__GIVEN REQUEST__
Pick out every line of the records below that contains the word "penguin", and copy each of those lines.

__RECORD EXCERPTS__
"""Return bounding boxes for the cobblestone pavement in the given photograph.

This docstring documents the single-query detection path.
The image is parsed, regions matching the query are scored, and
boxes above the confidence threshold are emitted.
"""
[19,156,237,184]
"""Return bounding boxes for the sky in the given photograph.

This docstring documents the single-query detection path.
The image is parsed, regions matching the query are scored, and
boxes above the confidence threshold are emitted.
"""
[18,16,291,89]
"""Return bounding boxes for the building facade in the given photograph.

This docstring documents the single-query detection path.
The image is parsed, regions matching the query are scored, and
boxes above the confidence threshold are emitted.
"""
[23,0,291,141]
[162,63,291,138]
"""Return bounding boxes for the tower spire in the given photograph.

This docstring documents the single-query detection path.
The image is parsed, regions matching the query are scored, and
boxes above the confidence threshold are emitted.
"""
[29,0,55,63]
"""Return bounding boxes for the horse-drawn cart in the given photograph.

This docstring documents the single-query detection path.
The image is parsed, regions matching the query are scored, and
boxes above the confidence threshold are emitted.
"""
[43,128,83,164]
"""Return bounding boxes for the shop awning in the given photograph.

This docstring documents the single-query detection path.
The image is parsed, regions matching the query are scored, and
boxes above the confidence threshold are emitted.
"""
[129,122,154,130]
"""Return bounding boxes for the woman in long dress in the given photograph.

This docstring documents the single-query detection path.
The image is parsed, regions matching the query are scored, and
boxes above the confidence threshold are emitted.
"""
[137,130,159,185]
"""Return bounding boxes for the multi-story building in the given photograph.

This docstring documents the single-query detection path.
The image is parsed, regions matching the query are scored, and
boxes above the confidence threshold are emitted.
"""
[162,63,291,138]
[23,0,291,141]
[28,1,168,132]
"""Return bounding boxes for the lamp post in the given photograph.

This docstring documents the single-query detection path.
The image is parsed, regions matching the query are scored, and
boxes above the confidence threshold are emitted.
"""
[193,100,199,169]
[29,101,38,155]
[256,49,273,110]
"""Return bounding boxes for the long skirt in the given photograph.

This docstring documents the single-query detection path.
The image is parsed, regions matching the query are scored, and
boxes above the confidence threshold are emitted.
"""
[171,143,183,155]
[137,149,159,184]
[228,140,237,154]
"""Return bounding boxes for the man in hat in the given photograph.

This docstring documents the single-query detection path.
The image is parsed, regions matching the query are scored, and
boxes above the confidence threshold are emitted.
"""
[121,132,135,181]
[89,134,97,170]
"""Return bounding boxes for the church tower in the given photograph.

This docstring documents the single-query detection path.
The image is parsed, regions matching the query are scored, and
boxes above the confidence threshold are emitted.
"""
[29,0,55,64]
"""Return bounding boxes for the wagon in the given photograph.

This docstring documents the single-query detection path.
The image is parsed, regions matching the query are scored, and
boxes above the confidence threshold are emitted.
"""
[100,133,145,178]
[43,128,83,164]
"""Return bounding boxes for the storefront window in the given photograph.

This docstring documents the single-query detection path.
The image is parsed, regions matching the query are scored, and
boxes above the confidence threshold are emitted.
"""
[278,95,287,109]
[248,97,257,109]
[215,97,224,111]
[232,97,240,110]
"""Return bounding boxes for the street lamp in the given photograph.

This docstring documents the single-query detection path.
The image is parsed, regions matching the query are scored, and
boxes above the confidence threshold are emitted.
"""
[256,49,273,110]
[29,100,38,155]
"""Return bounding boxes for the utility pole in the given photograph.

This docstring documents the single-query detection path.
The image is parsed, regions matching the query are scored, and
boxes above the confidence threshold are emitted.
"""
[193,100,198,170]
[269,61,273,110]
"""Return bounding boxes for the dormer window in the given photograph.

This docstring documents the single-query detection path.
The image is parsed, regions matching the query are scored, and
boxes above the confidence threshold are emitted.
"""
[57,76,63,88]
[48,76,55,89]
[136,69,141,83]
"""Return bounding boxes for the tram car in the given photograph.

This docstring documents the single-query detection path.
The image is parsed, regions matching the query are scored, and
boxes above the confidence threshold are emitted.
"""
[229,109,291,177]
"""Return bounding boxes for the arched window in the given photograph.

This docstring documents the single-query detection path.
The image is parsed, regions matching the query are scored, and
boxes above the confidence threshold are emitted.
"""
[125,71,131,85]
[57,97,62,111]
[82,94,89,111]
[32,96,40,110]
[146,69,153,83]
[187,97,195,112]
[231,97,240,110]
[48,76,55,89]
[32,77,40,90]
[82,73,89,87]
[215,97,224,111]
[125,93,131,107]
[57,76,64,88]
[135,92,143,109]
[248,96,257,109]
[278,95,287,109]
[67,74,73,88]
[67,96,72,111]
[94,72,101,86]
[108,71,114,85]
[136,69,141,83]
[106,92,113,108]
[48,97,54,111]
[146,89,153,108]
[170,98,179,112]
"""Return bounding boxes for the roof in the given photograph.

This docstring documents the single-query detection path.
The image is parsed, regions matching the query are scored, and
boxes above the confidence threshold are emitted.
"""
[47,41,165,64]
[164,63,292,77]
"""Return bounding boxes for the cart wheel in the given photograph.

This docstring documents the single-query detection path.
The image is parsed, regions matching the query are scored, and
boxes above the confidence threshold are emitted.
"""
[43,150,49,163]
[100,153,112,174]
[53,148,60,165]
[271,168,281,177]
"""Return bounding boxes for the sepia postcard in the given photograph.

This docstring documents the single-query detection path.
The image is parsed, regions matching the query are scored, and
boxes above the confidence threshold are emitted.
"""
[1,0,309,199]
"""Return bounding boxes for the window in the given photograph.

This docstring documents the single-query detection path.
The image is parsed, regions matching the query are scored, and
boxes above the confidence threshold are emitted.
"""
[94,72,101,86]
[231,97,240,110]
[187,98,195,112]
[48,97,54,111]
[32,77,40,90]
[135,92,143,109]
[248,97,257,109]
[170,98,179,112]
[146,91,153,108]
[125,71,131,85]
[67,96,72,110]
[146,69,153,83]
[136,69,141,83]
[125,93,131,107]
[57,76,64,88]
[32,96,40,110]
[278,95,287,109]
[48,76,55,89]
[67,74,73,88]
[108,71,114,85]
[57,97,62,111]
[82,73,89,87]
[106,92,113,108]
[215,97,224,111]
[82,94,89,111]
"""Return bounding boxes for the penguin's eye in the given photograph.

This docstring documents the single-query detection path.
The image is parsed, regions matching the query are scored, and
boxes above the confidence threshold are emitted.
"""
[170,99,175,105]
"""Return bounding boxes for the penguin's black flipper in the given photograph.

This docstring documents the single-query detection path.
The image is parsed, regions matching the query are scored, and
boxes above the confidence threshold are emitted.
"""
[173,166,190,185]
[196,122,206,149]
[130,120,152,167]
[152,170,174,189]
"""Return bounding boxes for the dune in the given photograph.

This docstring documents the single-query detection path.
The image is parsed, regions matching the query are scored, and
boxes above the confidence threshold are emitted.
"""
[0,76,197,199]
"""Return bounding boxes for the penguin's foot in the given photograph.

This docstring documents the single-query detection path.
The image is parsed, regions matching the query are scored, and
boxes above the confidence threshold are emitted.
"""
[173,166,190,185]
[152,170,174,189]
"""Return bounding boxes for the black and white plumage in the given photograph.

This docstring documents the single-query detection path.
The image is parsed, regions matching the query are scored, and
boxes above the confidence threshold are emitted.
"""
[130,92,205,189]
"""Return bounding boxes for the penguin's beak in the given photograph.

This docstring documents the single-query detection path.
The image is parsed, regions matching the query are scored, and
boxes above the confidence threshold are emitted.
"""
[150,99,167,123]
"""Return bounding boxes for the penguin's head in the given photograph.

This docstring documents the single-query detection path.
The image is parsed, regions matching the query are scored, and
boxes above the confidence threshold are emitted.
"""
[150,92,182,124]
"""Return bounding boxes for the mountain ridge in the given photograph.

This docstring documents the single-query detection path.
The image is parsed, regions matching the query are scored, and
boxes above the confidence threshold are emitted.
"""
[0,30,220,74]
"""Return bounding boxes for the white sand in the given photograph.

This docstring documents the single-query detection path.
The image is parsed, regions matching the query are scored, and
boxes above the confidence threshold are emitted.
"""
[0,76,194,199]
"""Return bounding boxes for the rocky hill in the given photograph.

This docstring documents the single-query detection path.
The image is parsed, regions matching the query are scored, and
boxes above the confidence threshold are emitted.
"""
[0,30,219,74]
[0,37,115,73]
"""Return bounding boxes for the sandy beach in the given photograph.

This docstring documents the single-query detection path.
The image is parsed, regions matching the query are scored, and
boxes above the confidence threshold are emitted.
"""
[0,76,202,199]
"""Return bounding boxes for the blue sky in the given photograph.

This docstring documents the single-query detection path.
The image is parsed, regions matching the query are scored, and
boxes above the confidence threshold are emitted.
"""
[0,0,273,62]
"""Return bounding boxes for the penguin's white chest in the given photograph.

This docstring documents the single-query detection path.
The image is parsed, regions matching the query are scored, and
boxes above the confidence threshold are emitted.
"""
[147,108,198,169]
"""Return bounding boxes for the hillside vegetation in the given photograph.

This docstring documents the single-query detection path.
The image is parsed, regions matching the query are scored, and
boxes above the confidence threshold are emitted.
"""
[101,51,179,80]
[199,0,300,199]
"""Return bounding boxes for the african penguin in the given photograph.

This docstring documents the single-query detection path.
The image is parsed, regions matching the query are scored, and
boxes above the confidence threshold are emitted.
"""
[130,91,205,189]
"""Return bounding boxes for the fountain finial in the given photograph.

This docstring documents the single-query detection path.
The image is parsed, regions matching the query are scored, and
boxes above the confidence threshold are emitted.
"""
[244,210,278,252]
---
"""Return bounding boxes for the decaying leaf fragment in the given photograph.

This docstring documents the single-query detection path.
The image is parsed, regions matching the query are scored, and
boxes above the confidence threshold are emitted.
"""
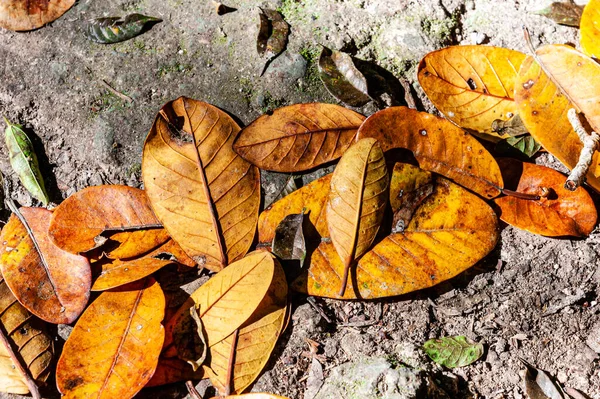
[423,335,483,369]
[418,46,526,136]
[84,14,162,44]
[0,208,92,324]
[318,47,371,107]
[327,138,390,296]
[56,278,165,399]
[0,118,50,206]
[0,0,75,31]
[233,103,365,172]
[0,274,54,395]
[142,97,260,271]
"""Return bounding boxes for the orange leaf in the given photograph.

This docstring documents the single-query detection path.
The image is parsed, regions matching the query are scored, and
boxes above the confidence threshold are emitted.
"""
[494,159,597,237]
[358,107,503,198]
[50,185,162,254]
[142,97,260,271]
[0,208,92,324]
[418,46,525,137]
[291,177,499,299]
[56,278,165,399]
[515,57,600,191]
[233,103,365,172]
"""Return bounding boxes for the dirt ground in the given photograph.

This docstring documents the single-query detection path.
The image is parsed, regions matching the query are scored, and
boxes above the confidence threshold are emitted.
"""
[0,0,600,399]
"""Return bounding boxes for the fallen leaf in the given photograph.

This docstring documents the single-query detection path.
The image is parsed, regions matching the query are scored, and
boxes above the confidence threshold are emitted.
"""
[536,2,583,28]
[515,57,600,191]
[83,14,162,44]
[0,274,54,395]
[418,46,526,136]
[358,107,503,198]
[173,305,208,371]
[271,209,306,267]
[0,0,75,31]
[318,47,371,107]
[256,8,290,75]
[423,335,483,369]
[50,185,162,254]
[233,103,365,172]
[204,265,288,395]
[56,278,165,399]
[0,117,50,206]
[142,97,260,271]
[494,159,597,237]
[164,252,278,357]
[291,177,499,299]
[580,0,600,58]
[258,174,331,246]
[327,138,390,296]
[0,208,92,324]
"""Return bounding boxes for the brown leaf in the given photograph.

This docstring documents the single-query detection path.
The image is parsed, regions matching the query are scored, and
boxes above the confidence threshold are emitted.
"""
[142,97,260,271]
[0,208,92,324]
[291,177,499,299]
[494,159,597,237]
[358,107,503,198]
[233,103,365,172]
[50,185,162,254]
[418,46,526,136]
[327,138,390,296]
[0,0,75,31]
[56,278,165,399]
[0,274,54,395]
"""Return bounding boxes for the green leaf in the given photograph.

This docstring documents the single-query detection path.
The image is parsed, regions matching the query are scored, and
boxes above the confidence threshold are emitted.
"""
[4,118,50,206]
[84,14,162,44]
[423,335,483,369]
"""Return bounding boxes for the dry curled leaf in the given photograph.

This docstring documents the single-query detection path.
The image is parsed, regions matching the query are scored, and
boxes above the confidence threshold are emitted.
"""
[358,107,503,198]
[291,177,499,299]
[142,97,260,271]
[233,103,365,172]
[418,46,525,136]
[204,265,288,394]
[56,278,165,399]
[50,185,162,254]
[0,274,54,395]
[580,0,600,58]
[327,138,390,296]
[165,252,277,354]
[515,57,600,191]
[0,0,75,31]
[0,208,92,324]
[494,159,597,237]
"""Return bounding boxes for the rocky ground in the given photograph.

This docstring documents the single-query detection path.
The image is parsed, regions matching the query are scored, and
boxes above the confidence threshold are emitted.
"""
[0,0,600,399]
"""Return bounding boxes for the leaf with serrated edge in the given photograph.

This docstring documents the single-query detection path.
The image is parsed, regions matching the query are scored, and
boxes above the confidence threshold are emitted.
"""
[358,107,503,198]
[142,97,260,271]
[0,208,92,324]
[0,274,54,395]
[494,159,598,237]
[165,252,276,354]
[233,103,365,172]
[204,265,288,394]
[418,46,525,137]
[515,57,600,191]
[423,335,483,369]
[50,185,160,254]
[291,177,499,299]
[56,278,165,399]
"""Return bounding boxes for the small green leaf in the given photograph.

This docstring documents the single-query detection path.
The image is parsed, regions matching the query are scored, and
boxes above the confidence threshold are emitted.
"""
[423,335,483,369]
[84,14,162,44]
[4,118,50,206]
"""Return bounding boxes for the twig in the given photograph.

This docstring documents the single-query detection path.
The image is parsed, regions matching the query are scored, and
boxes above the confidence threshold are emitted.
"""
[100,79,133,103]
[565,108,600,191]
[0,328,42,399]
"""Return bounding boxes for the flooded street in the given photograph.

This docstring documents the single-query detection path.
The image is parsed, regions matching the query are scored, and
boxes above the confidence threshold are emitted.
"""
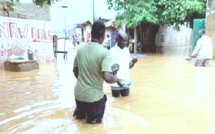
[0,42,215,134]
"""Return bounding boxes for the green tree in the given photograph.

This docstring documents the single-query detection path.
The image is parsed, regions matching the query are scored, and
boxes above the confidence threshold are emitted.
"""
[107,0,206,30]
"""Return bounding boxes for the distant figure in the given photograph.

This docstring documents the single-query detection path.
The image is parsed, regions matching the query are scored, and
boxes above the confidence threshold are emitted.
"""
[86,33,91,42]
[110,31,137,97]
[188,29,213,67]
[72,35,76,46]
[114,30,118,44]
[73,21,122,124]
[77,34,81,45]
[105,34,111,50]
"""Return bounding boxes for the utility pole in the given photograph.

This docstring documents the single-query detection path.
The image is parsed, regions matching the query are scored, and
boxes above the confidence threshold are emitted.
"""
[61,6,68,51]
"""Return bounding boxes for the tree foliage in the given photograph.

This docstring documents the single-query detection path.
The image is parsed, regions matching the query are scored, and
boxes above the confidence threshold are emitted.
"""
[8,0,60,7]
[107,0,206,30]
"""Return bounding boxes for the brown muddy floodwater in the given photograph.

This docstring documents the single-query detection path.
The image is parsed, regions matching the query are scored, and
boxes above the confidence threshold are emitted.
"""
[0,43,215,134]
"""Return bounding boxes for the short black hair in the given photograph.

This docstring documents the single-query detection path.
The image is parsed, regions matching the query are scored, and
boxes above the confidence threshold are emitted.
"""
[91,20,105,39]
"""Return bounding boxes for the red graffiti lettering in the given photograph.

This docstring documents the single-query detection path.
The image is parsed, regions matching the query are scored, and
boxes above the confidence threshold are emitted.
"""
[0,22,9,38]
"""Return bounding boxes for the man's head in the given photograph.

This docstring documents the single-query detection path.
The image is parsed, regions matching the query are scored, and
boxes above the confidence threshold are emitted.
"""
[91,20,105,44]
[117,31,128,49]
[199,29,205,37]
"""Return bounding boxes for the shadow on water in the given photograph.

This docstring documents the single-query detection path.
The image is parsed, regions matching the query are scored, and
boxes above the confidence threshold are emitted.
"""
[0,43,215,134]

__RIGHT ANSWER__
"""Return bounding boxes for the penguin's eye in the given photograph.
"""Return bounding boxes for the penguin's black flipper in the given photograph.
"""Return bounding boxes for the penguin's foot in the given photograph.
"""Return bounding boxes for the penguin's beak in the given photograph.
"""Return bounding boxes for the penguin's head in the given photograph.
"""Return bounding boxes for the penguin's white chest in the given photograph.
"""Return bounding boxes for the african penguin in the given photograph.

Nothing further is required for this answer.